> **Exercise**
Write what comes next in the essay on choosing a representative for planet 3, starting after its final sentence.

> **Page text**
----
In Doris Lessing's science fiction novel The Making of the Representative for Planet 8 a species has to adapt to the effects of climate change until a new planet can be made ready to become their new home. It was published forty years ago last month. If the current schedule is upheld, next month will see the next major step in the science fact of the making of the representative for planet 3 (Earth is the third planet from our sun).
Whom would you choose — if you lived in a democracy — as that representative? Self-appointed front runner Elon Musk? Rafa Nadal? Not Boris Johnson I'd wager. How about King Willem-Alexander of the Netherlands? Last month he retired the Dutch royal carriage indefinitely. The carriage bears a painting depicting a European man offering a book to a non-European boy. It was intended by its creator to represent the gift of civilization that colonial powers brought to indigenous people.
During European colonization the book would have been a Christian bible. If giving bibles were an example of the real gift of civilization then that gift keeps on giving. With few exceptions colonizing countries are the richest and colonized countries the poorest in the world today. We learned last month how the gift keeps on giving when it was reported that these poorest countries had to reject the gift of Covid-19 vaccine doses last December. Over a hundred million doses were rejected because they were close to the end of their shelf life.
Last month also saw how the gift has kept on giving in Canada. There, C$ 40 billion was set aside following a legal ruling to reform and compensate for past mistreatment under the child welfare system as it has been applied to indigenous Canadian children. Unlike King Willem-Alexander, who stated there was no point in condemning past colonial abuses, Indigenous Services minister Patty Hajdu at least acknowledged the suffering that such abuses have caused. Perhaps we have a new candidate for the representative for planet 3.
Then again, a better candidate could be Tawy. He is a young, indigenous Zo'é man from the Brazilian Amazon. A photo released last month (taken a year previously) showed him carrying his father through the jungle so they could both be vaccinated against Covid-19. He had carried his father for about six hours before reaching the nearest vaccination post.
----
> **Information supplied**
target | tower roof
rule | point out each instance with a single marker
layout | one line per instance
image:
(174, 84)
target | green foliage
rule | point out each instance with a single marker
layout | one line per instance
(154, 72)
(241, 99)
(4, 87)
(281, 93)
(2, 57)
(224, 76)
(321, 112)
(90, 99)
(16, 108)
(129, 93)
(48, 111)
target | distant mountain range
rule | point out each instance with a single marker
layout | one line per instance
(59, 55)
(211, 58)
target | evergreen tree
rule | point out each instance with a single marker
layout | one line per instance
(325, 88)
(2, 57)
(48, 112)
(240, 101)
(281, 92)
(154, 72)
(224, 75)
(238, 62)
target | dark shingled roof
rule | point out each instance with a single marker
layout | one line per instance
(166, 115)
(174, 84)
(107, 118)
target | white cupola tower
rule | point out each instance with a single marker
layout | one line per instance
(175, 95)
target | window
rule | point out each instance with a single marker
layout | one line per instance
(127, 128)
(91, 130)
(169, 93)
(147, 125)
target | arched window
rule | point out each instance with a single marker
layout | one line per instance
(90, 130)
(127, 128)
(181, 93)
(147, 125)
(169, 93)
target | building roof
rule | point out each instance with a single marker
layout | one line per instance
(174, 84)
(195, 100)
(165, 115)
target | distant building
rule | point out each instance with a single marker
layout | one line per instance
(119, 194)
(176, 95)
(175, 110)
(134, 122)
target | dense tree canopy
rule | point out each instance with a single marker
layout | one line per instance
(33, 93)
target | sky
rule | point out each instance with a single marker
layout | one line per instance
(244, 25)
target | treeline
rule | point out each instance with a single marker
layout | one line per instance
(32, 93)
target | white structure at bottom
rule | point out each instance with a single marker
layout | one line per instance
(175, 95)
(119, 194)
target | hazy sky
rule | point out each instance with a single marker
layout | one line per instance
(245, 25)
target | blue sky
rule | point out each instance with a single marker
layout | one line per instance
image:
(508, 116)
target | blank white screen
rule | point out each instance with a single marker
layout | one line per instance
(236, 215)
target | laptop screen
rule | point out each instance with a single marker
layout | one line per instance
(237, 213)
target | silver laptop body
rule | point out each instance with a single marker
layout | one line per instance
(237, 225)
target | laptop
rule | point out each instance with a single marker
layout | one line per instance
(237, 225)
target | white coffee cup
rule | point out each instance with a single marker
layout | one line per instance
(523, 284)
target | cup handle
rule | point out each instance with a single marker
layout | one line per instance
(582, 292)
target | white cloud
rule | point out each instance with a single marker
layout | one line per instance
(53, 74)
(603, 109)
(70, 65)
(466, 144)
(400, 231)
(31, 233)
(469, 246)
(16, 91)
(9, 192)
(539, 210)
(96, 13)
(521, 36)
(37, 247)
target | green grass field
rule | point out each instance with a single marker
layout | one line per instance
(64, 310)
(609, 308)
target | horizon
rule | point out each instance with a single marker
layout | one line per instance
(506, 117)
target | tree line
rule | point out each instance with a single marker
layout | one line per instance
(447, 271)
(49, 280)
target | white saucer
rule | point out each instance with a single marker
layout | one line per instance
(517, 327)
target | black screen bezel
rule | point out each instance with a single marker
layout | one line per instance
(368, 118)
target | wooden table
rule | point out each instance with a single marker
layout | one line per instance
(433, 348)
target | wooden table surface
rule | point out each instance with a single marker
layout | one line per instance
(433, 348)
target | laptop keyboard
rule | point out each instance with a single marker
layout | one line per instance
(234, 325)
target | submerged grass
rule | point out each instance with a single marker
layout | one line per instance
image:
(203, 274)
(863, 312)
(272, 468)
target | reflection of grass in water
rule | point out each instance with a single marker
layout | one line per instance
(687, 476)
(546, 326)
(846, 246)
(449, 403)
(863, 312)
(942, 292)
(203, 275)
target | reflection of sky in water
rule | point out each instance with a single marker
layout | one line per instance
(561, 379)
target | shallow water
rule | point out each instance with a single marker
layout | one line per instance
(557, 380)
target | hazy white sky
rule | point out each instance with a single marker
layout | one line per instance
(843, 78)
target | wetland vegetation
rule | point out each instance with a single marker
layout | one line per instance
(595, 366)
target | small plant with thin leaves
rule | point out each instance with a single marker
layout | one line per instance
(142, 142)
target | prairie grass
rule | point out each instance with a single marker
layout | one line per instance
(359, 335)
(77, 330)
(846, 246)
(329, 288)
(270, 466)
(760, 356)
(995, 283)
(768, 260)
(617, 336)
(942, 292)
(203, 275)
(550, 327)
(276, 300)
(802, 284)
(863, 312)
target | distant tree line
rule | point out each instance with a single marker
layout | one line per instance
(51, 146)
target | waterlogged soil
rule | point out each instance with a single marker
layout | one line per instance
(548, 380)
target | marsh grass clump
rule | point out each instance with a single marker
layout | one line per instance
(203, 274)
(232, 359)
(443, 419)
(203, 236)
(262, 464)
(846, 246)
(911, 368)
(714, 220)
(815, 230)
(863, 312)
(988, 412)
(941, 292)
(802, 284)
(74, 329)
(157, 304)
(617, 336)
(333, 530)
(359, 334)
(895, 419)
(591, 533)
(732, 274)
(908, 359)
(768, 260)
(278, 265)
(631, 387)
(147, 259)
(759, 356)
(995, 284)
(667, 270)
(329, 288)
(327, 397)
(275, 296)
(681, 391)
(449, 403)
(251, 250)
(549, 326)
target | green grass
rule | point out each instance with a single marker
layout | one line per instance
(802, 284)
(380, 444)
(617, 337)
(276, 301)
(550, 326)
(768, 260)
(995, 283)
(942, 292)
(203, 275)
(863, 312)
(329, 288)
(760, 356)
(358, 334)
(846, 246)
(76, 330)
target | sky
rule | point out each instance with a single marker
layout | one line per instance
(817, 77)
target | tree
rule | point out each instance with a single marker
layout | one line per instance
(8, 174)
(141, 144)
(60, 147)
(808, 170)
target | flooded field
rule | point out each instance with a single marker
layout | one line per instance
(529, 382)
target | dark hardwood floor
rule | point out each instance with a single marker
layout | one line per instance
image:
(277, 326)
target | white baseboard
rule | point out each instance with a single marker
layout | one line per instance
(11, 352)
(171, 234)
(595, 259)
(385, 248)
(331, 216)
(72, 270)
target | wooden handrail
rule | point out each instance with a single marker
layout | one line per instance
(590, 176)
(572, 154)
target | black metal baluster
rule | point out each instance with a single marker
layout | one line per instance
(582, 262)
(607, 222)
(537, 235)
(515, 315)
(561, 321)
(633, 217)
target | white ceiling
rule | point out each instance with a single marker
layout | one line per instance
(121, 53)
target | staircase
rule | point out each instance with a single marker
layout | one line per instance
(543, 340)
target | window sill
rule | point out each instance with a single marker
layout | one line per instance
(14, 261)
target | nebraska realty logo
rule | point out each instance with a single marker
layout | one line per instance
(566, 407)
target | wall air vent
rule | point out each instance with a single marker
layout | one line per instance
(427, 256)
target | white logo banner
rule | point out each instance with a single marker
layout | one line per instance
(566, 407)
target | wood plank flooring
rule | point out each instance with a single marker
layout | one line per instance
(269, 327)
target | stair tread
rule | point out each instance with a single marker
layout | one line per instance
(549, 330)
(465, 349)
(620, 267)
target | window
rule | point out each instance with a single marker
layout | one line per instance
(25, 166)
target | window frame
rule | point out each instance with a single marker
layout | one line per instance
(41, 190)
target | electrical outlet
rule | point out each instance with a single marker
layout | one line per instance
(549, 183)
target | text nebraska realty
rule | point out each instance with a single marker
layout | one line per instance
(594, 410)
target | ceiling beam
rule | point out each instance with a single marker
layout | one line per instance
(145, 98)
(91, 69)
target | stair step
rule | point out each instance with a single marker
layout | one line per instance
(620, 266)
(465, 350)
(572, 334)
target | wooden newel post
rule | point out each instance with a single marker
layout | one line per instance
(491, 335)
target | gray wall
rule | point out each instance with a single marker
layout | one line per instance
----
> **Final answer**
To understand why this month's photo shows the real gift of civilization we must look much farther back in history than European colonization. Civilization, as we have come to understand that term, has been established independently only a few times in human history. In each case indigenous knowledge was the key enabler. The catalyst was domestication — first of plants then of animals.
It is debated over when and where horses were first domesticated. It was certainly in Central Asia and may have been in Kazakhstan. If so, the indigenous Kazakh in this photo may be descended from the first people to ever milk or ride horses. The man is preparing the foal to suckle in case its mother does not lactate immediately. Such indigenous knowledge was critical to domestication every time it happened.
Domesticating horses changed human history more than any other form of domestication. How many ancient wars might not have been won without them we will never know. We can be sure, though, that Dutch colonists thought they were civilized partly because their royal carriage was drawn by horses.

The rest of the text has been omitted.